• _Required task_: Give the entries again exactly, every one of them.

(Position annotation records)
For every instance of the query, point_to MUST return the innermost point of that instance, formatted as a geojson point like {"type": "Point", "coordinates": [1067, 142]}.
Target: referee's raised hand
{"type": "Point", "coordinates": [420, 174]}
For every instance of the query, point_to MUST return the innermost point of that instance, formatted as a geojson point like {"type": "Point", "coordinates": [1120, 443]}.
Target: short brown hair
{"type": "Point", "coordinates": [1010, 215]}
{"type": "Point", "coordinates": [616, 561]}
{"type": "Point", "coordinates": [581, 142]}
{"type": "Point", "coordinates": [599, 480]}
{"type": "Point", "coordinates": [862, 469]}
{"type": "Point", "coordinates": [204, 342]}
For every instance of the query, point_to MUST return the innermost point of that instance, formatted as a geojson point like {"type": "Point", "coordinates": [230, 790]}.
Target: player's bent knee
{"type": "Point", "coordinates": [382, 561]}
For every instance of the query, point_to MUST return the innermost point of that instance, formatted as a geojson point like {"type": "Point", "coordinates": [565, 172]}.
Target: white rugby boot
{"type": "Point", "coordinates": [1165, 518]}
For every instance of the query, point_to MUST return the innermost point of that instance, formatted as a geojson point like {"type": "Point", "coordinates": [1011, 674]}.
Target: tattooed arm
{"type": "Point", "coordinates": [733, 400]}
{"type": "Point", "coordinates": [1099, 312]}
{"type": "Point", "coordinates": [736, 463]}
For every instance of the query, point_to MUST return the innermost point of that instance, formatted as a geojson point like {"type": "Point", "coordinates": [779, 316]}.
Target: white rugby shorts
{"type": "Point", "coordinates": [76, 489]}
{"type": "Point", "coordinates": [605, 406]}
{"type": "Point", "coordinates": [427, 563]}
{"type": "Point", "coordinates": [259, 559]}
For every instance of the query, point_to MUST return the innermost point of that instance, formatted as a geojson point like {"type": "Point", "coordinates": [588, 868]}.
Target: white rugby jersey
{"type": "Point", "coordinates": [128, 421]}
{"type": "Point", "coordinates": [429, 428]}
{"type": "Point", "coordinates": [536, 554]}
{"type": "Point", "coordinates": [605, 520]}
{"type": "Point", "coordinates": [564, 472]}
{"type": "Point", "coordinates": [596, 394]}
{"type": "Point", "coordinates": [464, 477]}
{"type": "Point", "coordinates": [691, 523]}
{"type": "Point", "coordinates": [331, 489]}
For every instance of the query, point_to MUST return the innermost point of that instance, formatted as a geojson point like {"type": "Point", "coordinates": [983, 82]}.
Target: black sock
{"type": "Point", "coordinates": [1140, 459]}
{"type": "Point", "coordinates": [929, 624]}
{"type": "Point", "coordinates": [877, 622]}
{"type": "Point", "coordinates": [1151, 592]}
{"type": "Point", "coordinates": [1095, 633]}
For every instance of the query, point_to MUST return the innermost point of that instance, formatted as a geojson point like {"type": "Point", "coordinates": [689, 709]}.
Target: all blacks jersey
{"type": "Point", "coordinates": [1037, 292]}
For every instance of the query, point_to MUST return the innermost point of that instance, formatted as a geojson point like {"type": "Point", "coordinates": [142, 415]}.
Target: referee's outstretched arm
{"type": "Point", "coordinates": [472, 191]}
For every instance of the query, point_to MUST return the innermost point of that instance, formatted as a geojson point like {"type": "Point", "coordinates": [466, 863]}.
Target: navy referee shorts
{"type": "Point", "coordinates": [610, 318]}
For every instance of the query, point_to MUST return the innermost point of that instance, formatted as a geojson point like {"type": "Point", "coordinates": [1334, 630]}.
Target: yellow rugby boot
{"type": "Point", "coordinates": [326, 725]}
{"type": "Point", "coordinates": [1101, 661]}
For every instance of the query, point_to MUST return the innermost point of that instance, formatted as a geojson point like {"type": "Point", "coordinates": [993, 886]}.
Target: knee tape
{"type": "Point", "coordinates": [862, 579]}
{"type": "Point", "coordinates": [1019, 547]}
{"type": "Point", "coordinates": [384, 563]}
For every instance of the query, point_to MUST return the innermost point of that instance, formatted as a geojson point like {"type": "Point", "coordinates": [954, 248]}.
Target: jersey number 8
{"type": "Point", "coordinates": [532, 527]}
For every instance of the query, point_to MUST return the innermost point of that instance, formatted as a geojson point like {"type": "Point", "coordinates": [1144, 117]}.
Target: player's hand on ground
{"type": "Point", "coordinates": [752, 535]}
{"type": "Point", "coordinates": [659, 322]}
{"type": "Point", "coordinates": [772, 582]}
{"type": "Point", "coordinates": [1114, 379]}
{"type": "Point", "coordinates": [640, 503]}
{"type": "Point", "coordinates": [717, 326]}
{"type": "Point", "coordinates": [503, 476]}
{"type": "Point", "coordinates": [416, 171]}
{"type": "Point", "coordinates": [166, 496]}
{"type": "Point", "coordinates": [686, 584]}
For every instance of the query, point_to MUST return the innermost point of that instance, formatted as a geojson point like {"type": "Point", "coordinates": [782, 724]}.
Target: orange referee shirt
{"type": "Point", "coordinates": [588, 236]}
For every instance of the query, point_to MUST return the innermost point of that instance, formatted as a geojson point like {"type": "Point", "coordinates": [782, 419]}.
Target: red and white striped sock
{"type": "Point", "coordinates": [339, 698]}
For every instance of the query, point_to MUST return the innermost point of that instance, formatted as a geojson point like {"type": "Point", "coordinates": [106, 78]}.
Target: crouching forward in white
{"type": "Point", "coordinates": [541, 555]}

• _Answer in full_:
For every instance of the query, point_to MUST return the innermost point of that instance, formatted as a geojson point like {"type": "Point", "coordinates": [1067, 142]}.
Target: referee's raised hand
{"type": "Point", "coordinates": [420, 174]}
For every instance of the query, point_to MUST return the innermost point of that instance, formatted as a geojson point like {"type": "Point", "coordinates": [1120, 443]}.
Target: short brown hair
{"type": "Point", "coordinates": [1010, 215]}
{"type": "Point", "coordinates": [616, 561]}
{"type": "Point", "coordinates": [581, 142]}
{"type": "Point", "coordinates": [599, 480]}
{"type": "Point", "coordinates": [862, 469]}
{"type": "Point", "coordinates": [204, 342]}
For every instance of the query, point_to MUST return the innermost point of that instance, formatted as a geojson point like {"type": "Point", "coordinates": [230, 790]}.
Target: player's bent knee
{"type": "Point", "coordinates": [382, 561]}
For every instance of the query, point_to MUST return the innermost point of that instance, formatted as a geojson point like {"type": "Point", "coordinates": [565, 172]}.
Target: white rugby boot
{"type": "Point", "coordinates": [1165, 518]}
For every instance of the query, point_to MUST return the innermost point of that instance, formatted as a geojson point like {"type": "Point", "coordinates": [1011, 674]}.
Target: tattooed arm
{"type": "Point", "coordinates": [733, 400]}
{"type": "Point", "coordinates": [1099, 312]}
{"type": "Point", "coordinates": [736, 463]}
For every instance of the query, point_to MUST return the innermost point of that instance, formatted as a geojson point like {"type": "Point", "coordinates": [779, 316]}.
Target: white rugby shorts
{"type": "Point", "coordinates": [76, 489]}
{"type": "Point", "coordinates": [605, 406]}
{"type": "Point", "coordinates": [427, 563]}
{"type": "Point", "coordinates": [259, 559]}
For every instance of the query, point_to MUST return the innermost point of that instance, formatted as a geojson point like {"type": "Point", "coordinates": [588, 868]}.
Target: white rugby jersey
{"type": "Point", "coordinates": [128, 421]}
{"type": "Point", "coordinates": [429, 428]}
{"type": "Point", "coordinates": [536, 554]}
{"type": "Point", "coordinates": [605, 520]}
{"type": "Point", "coordinates": [564, 472]}
{"type": "Point", "coordinates": [596, 394]}
{"type": "Point", "coordinates": [464, 477]}
{"type": "Point", "coordinates": [691, 523]}
{"type": "Point", "coordinates": [331, 489]}
For every instance of the query, point_to MUST return the innermost point of that instance, formatted as a geojson point like {"type": "Point", "coordinates": [983, 82]}.
Target: black sock
{"type": "Point", "coordinates": [1140, 459]}
{"type": "Point", "coordinates": [929, 624]}
{"type": "Point", "coordinates": [877, 622]}
{"type": "Point", "coordinates": [1151, 592]}
{"type": "Point", "coordinates": [1095, 633]}
For every instance of the query, point_to MUST return the innermost point of that instance, formatted as a geojson point like {"type": "Point", "coordinates": [689, 709]}.
Target: all blacks jersey
{"type": "Point", "coordinates": [1037, 292]}
For every instance of the query, point_to MUST return the innermost point of that instance, formatted as a geojson point like {"type": "Point", "coordinates": [142, 415]}.
Target: referee's outstretched arm
{"type": "Point", "coordinates": [472, 191]}
For every instance of the query, point_to MUST return the innermost point of that instance, formatted as a geojson point like {"type": "Point", "coordinates": [466, 863]}.
Target: navy referee shorts
{"type": "Point", "coordinates": [610, 318]}
For every instance of the query, point_to MUST return the innermost point of that instance, formatted as a geojson point like {"type": "Point", "coordinates": [1334, 630]}.
Target: yellow rugby boot
{"type": "Point", "coordinates": [326, 725]}
{"type": "Point", "coordinates": [1101, 661]}
For every instance of the query, point_to MUST return the innermost point of that instance, formatted as a geojson point like {"type": "Point", "coordinates": [993, 886]}.
Target: knee tape
{"type": "Point", "coordinates": [862, 579]}
{"type": "Point", "coordinates": [1019, 547]}
{"type": "Point", "coordinates": [384, 563]}
For every instance of the query, point_to MUST return the innermost point of that instance, formatted as a geojson point like {"type": "Point", "coordinates": [954, 248]}.
Target: jersey number 8
{"type": "Point", "coordinates": [532, 527]}
For every instance of the query, point_to MUST return the innermost point of that instance, formatted as a geojson point like {"type": "Point", "coordinates": [1144, 117]}.
Target: player's hand on ground
{"type": "Point", "coordinates": [752, 535]}
{"type": "Point", "coordinates": [659, 322]}
{"type": "Point", "coordinates": [772, 582]}
{"type": "Point", "coordinates": [1114, 379]}
{"type": "Point", "coordinates": [640, 503]}
{"type": "Point", "coordinates": [717, 326]}
{"type": "Point", "coordinates": [503, 476]}
{"type": "Point", "coordinates": [416, 171]}
{"type": "Point", "coordinates": [166, 496]}
{"type": "Point", "coordinates": [686, 584]}
For every instance of the query, point_to MUST return the innermost point of that instance, formatted as a geojson point like {"type": "Point", "coordinates": [782, 724]}.
Target: orange referee shirt
{"type": "Point", "coordinates": [588, 236]}
For every instance of the query, point_to MUST return the innermost point of that instance, formatted as a geojson point like {"type": "Point", "coordinates": [782, 419]}.
Target: red and white striped sock
{"type": "Point", "coordinates": [339, 698]}
For every instance of the query, point_to MUST return the innermost point of that instance, formatted as a geojson point like {"type": "Point", "coordinates": [106, 78]}.
Target: crouching forward in white
{"type": "Point", "coordinates": [541, 555]}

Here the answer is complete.